▶ **Instructions to follow**:
Please count the lines below that contain the word "plant". Reply with the number only.

━━━ Records for this exercise

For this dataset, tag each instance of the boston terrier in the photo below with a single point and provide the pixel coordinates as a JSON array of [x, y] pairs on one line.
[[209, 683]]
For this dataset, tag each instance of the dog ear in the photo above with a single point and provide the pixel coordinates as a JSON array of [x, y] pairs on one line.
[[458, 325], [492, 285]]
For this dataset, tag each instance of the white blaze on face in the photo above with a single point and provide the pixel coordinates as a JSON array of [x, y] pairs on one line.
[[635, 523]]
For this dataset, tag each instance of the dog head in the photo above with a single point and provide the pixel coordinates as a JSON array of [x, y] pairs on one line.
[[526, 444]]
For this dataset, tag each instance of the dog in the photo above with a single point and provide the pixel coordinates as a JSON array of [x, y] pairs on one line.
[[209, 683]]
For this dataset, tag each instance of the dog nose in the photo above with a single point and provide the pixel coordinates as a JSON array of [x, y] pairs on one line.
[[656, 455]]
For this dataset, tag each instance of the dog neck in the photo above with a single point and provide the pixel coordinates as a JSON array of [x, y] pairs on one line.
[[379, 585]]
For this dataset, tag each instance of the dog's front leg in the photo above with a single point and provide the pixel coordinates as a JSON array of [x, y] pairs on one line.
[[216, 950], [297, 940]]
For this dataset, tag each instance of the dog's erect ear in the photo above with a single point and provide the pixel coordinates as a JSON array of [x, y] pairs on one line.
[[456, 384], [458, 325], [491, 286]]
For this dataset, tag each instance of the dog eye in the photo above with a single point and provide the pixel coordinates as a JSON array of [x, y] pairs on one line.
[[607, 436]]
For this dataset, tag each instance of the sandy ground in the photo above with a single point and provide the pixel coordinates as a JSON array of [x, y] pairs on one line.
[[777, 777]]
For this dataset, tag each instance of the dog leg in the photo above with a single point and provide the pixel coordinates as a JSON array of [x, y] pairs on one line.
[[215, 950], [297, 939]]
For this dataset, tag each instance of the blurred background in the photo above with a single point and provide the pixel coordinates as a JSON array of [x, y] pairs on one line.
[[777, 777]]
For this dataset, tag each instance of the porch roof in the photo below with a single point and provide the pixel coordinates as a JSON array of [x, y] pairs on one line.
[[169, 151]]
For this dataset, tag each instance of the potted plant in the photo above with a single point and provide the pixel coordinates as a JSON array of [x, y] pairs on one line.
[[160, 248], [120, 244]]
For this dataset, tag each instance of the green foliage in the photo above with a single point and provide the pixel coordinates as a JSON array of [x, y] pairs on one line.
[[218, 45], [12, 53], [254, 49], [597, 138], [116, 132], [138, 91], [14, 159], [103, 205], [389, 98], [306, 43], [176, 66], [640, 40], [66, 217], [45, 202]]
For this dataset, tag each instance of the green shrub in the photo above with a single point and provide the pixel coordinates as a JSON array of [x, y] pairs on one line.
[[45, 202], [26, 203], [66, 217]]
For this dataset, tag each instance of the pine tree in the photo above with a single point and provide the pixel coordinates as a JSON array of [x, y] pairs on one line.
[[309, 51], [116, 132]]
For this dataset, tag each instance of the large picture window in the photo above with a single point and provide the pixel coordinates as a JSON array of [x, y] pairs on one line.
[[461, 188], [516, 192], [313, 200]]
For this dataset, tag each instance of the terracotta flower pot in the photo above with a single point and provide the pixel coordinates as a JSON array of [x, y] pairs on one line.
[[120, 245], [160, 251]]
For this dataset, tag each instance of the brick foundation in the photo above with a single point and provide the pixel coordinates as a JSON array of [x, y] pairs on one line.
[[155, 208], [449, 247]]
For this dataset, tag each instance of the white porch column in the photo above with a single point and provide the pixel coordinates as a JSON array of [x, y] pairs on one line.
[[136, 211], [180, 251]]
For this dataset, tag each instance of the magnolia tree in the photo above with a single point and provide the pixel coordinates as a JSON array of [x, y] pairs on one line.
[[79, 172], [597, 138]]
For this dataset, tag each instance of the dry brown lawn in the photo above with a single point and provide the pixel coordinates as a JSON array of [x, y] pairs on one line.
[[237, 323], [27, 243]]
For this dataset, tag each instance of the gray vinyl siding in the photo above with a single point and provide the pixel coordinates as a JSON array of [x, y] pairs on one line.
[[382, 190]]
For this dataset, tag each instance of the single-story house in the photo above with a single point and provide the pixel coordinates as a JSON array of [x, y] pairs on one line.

━━━━━━
━━━ Records for this exercise

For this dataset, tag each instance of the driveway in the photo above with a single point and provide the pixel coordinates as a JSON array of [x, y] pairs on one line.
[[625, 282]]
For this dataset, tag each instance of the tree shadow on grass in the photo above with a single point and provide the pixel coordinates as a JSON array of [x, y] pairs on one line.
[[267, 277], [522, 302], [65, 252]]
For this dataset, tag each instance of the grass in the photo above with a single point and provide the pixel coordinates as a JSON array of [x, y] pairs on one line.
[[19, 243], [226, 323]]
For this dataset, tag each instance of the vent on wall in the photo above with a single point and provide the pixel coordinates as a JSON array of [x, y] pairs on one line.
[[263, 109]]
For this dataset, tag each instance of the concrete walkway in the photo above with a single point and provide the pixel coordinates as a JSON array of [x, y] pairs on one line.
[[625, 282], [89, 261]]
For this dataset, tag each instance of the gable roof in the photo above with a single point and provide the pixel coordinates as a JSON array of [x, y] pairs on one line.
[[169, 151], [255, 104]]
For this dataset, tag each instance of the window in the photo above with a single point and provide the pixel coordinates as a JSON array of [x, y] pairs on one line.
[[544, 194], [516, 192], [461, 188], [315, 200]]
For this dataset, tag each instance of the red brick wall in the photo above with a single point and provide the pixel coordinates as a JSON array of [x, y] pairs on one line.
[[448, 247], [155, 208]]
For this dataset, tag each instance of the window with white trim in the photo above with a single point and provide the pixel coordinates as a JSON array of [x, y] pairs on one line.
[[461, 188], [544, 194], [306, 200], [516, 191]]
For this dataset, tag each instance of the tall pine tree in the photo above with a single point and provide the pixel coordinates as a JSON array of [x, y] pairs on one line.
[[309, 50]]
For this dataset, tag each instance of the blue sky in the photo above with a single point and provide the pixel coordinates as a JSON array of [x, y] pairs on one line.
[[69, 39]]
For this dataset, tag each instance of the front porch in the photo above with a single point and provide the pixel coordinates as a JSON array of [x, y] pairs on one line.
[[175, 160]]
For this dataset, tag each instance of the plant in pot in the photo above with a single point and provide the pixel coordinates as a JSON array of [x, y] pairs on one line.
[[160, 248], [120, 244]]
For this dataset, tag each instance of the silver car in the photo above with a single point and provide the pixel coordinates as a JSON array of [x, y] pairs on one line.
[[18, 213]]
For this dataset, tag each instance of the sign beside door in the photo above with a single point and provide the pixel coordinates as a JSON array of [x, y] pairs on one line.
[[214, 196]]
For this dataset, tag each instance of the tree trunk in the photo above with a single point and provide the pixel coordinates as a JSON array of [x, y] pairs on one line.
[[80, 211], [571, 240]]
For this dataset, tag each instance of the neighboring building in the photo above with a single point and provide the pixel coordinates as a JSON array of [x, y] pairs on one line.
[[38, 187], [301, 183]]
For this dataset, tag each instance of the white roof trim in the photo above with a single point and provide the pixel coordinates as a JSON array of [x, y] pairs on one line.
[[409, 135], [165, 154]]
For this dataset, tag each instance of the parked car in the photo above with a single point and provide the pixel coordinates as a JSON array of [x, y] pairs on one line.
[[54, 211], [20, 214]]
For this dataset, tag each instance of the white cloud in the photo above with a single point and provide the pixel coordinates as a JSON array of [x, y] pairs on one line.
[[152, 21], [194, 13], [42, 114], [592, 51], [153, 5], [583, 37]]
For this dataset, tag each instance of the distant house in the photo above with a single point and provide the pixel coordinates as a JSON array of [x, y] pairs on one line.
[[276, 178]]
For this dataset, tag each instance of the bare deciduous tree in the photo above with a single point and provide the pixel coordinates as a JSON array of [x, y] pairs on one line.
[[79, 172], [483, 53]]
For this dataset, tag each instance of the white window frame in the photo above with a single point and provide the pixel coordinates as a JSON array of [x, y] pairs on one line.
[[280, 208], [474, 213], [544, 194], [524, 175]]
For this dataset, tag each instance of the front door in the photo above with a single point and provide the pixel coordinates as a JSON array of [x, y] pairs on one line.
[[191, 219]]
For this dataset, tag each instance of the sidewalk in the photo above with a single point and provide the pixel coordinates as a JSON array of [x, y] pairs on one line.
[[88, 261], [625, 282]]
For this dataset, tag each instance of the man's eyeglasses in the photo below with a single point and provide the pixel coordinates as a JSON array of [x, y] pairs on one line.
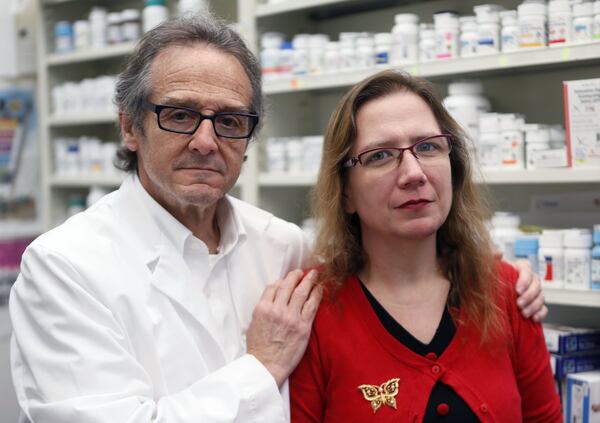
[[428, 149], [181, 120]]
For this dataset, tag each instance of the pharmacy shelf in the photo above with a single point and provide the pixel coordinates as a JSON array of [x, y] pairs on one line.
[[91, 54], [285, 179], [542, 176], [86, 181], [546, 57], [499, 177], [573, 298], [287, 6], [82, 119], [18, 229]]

━━━━━━
━━━ Records for this exercise

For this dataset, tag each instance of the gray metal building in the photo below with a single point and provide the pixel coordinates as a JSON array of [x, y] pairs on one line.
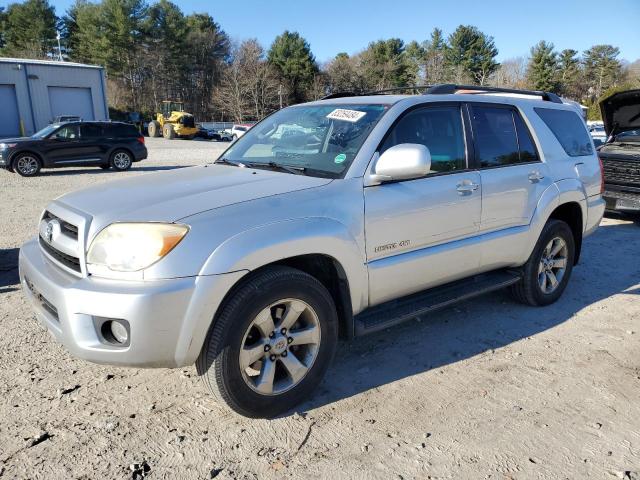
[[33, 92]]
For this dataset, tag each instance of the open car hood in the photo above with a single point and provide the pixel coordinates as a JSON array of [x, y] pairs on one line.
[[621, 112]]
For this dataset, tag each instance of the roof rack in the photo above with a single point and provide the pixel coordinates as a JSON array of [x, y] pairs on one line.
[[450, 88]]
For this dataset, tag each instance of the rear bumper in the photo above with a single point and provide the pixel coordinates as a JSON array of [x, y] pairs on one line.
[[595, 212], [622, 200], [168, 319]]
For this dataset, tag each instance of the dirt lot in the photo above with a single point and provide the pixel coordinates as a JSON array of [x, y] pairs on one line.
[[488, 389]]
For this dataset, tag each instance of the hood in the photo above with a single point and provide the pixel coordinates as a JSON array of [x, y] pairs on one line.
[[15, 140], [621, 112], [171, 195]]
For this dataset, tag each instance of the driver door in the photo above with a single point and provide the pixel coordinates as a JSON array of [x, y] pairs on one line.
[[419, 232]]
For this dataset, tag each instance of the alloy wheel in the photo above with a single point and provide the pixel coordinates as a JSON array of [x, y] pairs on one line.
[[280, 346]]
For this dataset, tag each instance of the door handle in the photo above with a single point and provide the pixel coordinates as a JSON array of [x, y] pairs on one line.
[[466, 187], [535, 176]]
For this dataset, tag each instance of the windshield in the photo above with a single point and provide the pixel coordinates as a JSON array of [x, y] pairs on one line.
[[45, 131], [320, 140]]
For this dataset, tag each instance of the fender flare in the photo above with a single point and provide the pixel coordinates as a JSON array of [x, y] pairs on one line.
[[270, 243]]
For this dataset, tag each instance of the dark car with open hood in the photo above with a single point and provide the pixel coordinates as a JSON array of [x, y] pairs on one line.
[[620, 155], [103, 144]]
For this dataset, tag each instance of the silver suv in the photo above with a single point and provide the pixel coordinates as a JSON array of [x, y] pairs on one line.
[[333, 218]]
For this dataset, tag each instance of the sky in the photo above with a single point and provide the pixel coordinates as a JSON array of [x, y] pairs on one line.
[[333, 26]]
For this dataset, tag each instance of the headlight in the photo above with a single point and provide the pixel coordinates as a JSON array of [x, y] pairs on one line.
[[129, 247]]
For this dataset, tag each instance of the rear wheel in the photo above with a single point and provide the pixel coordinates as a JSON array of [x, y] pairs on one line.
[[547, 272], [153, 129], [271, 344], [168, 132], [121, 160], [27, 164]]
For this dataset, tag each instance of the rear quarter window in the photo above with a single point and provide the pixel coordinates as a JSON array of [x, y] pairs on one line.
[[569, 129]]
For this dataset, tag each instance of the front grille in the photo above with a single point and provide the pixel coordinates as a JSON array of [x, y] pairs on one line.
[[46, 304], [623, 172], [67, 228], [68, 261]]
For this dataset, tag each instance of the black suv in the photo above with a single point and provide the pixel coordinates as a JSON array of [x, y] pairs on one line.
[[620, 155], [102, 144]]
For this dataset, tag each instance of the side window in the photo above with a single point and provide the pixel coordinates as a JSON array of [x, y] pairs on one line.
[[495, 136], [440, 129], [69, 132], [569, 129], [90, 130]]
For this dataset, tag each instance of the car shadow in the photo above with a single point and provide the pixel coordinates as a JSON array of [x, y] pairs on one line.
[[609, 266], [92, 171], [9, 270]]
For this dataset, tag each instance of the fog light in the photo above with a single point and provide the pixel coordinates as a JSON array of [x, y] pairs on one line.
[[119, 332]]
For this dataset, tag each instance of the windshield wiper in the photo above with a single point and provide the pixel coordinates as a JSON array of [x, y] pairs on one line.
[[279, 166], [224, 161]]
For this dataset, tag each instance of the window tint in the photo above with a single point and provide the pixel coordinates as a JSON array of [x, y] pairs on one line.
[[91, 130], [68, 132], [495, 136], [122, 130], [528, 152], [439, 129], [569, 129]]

━━━━━━

▶ **Response to this task**:
2